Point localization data
# # # #
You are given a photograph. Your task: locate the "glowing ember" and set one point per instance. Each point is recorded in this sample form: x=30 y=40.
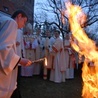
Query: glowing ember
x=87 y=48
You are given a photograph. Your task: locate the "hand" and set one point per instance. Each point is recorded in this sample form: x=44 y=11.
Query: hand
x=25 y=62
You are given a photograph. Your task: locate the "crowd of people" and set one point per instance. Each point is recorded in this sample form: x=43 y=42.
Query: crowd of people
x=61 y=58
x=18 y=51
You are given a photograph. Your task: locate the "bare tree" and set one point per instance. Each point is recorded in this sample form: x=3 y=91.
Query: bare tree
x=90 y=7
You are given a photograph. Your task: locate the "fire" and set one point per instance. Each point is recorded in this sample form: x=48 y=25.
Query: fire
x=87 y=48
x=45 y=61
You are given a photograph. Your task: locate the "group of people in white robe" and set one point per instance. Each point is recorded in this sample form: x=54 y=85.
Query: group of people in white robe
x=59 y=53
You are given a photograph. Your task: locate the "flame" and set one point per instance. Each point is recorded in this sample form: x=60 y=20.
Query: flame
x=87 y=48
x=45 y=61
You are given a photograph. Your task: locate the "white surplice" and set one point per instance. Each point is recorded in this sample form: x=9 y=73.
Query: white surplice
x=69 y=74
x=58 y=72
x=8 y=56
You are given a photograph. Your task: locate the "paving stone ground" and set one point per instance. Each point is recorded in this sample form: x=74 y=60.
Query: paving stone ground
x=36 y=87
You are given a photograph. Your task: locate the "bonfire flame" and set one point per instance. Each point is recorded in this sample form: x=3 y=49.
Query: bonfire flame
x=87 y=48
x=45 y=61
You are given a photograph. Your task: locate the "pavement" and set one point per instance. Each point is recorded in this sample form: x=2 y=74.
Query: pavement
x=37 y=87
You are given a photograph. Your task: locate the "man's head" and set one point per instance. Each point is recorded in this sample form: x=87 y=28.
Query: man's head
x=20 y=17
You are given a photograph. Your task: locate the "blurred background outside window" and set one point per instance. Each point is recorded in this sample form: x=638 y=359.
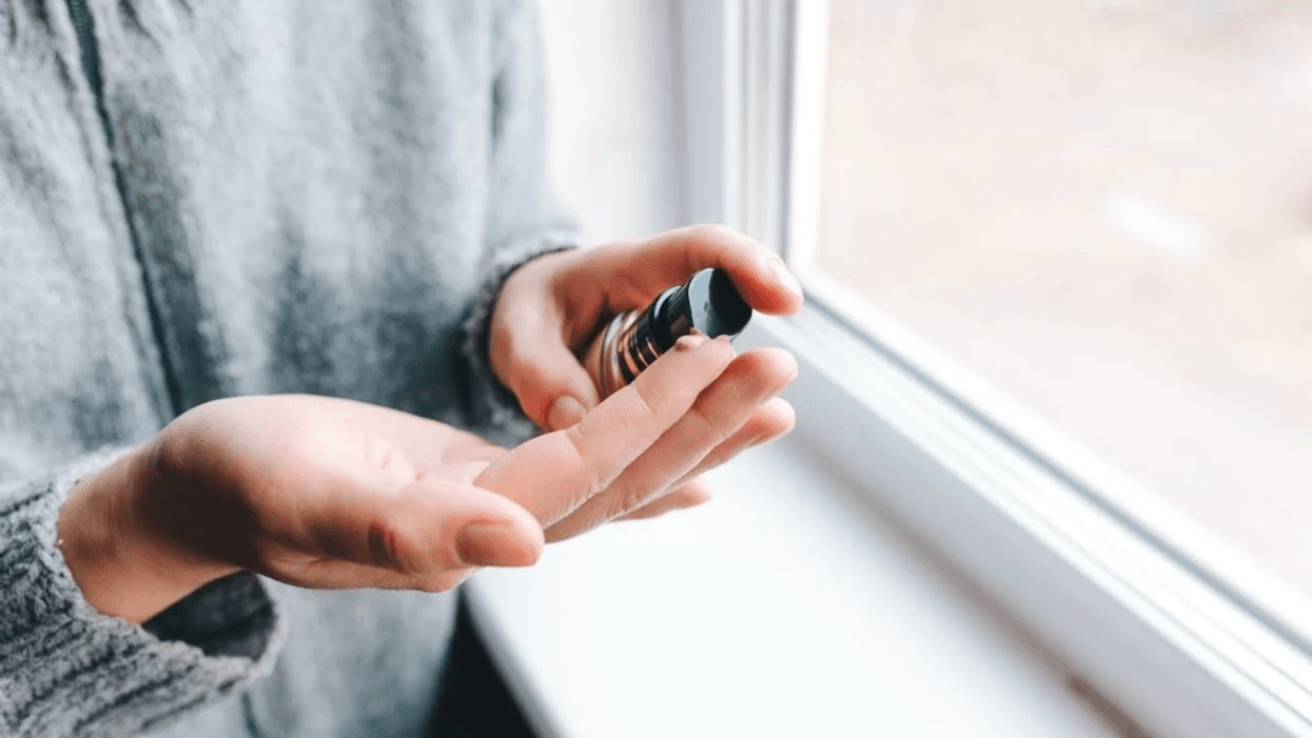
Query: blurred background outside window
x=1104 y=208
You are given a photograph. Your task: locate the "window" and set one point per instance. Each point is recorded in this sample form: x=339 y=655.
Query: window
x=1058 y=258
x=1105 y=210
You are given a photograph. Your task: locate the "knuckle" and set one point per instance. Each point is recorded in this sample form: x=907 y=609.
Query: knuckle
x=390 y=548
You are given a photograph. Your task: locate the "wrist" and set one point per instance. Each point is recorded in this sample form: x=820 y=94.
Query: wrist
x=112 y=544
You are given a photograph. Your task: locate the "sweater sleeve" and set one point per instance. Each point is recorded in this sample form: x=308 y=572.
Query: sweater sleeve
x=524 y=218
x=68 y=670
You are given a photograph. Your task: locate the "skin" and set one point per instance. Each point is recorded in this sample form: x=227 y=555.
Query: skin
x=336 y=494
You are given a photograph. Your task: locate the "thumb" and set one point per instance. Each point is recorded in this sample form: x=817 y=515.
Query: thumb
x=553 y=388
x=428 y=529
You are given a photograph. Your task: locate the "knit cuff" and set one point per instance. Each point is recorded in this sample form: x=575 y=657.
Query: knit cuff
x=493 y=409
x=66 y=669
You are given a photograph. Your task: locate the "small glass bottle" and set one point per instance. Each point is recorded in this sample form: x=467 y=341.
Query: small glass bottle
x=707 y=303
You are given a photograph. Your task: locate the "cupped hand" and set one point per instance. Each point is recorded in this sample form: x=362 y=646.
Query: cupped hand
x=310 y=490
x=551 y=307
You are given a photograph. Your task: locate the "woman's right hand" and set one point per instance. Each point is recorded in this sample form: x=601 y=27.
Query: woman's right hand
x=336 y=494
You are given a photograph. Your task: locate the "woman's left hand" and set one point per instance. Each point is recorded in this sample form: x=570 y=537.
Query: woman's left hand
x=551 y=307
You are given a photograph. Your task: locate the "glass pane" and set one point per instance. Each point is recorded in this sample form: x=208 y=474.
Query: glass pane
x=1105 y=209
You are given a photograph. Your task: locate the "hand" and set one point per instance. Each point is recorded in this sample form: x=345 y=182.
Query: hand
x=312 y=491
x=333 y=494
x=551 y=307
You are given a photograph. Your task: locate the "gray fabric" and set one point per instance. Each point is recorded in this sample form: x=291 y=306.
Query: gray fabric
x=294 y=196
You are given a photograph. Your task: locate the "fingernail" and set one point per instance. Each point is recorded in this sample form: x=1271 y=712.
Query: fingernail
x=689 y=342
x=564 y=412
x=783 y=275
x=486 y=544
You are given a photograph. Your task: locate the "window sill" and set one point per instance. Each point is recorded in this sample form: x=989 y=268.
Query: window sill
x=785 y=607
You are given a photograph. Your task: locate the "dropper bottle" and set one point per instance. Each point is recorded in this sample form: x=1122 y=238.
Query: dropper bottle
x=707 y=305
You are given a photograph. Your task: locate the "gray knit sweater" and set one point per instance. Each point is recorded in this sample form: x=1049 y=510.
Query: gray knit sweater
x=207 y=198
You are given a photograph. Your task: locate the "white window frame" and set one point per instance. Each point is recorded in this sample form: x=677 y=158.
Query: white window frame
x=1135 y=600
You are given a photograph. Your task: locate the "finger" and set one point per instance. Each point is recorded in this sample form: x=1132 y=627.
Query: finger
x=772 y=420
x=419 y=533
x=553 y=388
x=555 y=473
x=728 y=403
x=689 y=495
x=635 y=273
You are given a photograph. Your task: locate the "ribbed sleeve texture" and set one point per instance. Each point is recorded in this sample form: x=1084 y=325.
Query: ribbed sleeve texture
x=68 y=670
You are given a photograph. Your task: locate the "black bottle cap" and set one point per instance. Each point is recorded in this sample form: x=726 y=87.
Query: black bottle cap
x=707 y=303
# # # #
### EXERCISE REQUIREMENTS:
Out of the data above, give again only the lines starting at the one holding "Query: group of people in white robe" and ending at the one holding "form: x=74 y=60.", unchanged.

### EXPECTED ANSWER:
Query: group of people in white robe
x=59 y=53
You are given a photograph. Your task: locate the "flame" and set one point per instance. Each point is recorded in this sample form: x=60 y=20.
Query: flame
x=87 y=48
x=45 y=61
You are given a photograph. Your task: locate the "white surplice" and set one point per instance. Each point is recorded in this sample form: x=9 y=73.
Query: white surplice
x=69 y=74
x=58 y=72
x=8 y=56
You are given a photograph. Your task: locate the "paving stone ground" and set one point per instance. Each point is recorded in this sample form: x=74 y=60.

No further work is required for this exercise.